Exercise directions:
Copy out every line below unchanged, requests included, except for the polygon coordinates in the answers, each of which must be offset by 146.

The input:
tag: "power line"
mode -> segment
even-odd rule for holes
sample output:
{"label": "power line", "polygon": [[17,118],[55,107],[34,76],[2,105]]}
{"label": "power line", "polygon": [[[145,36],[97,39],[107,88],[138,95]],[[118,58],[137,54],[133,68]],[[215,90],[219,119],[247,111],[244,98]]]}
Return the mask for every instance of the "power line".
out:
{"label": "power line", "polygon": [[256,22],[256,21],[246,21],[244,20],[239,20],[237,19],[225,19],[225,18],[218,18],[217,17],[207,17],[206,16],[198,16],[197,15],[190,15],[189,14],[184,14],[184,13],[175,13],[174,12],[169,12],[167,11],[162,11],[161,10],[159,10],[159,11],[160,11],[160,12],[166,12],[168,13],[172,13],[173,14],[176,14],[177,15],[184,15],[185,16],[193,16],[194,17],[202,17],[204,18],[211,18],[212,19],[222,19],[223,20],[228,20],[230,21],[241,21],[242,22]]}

Result of the task:
tag: "power line"
mode -> segment
even-odd rule for holes
sample output:
{"label": "power line", "polygon": [[17,118],[55,107],[34,76],[2,105]]}
{"label": "power line", "polygon": [[[145,36],[97,39],[107,88],[138,95]],[[118,58],[137,54],[133,68]],[[215,90],[219,119],[247,111],[244,98]]]}
Return the mask for every instance of the "power line".
out:
{"label": "power line", "polygon": [[402,168],[402,167],[392,167],[390,166],[385,166],[383,165],[371,165],[371,164],[364,164],[363,163],[353,163],[352,162],[344,162],[343,161],[336,161],[335,160],[330,160],[330,159],[321,159],[320,158],[315,158],[313,157],[308,157],[307,156],[305,156],[305,157],[306,157],[306,158],[312,158],[314,159],[318,159],[319,160],[322,160],[323,161],[330,161],[331,162],[339,162],[340,163],[348,163],[350,164],[357,164],[358,165],[368,165],[369,166],[374,166],[376,167],[387,167],[388,168]]}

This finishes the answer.